• Exercise instructions: Copy every line of the entries that has the string "grain" in it.

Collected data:
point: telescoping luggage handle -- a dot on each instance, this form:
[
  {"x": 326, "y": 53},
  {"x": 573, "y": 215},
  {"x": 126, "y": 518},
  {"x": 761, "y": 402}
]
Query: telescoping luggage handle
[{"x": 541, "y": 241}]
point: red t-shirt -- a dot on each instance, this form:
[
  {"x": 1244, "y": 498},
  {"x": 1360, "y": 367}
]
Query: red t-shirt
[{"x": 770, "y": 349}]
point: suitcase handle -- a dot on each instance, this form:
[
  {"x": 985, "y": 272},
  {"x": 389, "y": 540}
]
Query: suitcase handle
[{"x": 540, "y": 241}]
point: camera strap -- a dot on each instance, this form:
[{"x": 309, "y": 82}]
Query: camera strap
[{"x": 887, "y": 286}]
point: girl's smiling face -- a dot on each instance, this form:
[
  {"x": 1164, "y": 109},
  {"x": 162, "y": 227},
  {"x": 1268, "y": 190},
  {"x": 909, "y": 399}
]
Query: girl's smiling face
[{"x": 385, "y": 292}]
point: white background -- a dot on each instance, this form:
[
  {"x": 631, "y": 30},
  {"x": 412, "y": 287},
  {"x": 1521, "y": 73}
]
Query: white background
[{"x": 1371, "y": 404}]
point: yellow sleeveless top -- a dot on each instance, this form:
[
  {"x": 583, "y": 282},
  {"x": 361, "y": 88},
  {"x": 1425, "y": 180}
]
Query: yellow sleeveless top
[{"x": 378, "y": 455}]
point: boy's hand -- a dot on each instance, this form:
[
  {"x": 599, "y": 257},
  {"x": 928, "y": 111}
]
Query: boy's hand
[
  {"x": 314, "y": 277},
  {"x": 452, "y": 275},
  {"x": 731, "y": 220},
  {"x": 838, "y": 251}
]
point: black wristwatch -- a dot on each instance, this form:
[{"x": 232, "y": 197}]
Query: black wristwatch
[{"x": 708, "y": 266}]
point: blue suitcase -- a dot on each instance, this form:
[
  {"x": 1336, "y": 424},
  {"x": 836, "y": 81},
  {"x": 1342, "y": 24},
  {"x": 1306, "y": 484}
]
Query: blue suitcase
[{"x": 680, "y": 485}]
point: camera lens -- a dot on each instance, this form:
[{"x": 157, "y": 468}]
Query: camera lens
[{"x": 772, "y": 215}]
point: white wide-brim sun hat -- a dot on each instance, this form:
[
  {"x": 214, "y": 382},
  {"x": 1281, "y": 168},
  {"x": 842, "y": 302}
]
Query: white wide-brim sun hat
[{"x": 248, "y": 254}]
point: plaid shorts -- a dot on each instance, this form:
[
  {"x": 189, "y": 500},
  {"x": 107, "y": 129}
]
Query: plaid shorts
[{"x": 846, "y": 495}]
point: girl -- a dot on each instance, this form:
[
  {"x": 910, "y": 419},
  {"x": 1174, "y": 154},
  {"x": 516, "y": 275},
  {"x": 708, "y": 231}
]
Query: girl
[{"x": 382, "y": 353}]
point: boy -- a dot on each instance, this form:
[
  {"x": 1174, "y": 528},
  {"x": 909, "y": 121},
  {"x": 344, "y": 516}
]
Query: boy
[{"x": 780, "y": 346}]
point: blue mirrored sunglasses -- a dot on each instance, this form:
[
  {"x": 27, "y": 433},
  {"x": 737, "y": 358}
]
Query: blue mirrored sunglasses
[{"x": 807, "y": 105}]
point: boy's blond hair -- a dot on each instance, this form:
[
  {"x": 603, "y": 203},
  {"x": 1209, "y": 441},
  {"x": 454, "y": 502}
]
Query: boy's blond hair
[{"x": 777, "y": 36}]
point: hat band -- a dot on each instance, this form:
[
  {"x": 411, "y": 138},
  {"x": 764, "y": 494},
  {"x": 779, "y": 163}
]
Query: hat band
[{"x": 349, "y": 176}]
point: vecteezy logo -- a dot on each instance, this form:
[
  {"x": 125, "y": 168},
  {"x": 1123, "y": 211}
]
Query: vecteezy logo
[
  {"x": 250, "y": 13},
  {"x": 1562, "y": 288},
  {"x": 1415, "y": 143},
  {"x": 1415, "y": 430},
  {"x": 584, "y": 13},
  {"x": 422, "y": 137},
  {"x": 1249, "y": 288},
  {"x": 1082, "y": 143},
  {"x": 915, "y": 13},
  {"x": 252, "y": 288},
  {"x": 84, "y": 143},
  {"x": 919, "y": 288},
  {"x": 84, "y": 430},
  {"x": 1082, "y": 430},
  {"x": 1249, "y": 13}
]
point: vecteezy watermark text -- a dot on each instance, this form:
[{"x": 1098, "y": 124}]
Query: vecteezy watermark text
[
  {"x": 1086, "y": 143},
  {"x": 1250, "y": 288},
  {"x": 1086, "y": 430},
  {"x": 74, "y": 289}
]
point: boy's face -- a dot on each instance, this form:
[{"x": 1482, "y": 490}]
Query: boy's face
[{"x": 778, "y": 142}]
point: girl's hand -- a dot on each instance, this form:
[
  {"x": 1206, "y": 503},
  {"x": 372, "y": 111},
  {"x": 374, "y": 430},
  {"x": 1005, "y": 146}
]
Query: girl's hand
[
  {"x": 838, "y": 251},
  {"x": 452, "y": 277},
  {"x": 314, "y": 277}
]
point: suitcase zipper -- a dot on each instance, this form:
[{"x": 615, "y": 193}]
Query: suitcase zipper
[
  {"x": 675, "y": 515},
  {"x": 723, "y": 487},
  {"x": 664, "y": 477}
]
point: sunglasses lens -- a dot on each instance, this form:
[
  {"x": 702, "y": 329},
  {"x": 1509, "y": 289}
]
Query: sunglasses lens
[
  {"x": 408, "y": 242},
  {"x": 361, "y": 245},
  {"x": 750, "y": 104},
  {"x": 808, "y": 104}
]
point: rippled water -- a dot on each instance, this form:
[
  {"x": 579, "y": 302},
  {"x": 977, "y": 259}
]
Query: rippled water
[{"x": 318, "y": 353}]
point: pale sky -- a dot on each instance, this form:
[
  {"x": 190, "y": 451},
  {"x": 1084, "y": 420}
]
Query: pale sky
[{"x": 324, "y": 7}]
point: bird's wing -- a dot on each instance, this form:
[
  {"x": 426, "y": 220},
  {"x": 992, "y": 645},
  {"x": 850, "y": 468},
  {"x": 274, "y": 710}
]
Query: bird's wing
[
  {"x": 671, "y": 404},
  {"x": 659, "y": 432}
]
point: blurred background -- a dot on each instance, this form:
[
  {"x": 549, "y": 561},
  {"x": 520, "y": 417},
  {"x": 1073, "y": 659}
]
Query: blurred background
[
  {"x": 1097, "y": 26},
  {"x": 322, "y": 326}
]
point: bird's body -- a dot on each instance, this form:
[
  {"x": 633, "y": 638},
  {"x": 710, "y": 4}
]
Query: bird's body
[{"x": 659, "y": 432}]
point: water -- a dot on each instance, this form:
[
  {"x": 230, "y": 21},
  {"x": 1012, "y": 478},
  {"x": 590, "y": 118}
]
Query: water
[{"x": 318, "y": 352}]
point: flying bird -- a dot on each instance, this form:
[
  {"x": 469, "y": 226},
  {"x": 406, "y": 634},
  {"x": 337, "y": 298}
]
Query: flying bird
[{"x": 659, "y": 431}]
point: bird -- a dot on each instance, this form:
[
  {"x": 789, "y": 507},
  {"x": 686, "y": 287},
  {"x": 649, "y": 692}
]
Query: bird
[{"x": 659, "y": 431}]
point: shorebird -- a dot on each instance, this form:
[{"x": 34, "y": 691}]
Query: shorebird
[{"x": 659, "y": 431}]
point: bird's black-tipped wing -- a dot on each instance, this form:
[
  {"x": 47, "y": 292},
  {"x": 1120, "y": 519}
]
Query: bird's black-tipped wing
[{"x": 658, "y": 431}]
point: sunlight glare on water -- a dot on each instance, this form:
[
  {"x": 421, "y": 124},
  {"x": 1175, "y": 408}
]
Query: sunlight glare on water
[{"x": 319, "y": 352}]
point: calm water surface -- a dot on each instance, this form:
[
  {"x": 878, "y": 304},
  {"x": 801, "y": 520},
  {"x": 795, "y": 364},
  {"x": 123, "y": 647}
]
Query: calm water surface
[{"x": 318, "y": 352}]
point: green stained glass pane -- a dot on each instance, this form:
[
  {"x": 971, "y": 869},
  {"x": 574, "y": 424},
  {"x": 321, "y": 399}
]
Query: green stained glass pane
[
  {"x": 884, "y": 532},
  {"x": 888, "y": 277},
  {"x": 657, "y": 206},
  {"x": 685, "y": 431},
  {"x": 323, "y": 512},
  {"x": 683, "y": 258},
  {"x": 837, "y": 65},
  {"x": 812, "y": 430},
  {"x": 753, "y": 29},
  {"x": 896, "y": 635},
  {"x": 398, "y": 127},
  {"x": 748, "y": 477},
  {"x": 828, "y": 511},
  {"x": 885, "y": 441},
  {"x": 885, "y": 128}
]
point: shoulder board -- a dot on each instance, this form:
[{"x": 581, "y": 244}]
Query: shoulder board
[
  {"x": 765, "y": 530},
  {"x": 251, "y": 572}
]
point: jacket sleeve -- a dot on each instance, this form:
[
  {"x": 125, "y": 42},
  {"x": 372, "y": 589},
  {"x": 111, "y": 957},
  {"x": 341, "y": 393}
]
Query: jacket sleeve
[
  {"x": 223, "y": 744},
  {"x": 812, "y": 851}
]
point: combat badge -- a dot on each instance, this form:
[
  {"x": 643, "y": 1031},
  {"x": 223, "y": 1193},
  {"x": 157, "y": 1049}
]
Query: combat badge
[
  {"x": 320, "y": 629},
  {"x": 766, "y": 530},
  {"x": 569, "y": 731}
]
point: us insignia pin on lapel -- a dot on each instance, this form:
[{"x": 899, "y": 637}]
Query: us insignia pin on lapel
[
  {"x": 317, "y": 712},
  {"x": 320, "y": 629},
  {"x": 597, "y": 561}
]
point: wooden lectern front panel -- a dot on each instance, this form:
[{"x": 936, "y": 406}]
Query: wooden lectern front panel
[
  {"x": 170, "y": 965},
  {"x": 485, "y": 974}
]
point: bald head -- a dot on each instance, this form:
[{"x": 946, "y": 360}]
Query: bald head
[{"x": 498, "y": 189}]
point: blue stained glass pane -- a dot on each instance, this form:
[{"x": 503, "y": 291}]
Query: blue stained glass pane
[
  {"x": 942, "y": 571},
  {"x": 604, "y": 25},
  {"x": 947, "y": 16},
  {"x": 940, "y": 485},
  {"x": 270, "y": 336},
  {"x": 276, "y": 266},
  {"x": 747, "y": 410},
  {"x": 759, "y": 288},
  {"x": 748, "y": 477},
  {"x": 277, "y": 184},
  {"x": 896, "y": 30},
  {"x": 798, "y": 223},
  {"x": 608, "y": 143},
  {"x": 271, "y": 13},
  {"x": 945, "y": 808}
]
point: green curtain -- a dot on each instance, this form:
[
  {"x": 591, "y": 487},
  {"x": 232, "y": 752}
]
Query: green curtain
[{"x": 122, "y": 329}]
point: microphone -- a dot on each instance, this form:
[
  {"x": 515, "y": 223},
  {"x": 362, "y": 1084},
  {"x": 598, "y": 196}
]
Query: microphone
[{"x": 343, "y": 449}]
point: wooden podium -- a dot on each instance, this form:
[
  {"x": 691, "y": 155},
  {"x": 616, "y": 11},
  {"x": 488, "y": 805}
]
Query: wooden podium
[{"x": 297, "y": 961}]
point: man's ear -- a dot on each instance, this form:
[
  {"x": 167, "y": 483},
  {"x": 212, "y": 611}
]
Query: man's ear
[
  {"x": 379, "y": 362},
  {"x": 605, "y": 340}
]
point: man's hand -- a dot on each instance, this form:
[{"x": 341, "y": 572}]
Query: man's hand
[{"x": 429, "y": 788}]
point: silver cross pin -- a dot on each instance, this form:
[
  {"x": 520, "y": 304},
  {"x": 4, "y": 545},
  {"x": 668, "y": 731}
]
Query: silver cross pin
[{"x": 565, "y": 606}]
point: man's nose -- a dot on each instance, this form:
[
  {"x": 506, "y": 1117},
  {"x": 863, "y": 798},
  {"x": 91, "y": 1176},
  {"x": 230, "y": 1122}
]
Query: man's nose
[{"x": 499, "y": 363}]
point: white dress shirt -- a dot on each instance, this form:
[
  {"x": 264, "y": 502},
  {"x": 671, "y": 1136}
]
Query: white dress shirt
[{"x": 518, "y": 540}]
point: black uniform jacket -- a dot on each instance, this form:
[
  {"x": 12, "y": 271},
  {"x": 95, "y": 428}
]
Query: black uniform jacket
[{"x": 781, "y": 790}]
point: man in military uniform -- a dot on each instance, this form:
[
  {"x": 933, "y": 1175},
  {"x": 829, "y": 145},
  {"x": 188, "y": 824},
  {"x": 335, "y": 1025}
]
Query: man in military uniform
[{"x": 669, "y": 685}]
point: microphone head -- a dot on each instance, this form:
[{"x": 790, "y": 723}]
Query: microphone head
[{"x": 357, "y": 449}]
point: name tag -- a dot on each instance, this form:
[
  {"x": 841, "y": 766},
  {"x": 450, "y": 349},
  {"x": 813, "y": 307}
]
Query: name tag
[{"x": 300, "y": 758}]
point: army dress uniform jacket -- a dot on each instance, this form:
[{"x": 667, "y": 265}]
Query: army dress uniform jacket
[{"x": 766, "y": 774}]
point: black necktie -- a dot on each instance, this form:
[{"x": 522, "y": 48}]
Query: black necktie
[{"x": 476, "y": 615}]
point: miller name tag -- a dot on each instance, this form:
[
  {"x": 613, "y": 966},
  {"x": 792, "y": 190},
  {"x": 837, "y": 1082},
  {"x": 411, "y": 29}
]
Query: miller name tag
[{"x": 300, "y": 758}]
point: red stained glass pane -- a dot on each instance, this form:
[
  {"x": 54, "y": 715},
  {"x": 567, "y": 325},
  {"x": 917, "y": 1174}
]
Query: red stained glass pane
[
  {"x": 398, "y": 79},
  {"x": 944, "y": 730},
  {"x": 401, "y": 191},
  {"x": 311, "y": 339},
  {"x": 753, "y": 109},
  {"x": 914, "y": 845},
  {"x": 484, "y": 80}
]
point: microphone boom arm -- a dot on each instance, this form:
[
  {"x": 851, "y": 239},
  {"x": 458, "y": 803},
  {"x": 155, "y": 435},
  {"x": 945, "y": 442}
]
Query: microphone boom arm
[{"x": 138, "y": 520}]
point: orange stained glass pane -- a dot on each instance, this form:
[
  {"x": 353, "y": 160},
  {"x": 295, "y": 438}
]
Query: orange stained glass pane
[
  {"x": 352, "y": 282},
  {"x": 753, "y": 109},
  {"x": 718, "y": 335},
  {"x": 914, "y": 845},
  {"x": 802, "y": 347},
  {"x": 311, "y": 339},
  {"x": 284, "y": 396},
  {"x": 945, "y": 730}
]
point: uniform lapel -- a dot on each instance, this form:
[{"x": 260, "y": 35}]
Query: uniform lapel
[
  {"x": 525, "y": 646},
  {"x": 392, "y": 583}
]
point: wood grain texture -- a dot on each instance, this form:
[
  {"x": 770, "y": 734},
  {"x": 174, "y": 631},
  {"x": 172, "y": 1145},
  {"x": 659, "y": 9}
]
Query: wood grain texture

• Response to this exercise:
point: wood grain texture -- a dot on each instance, this form:
Query: wood grain texture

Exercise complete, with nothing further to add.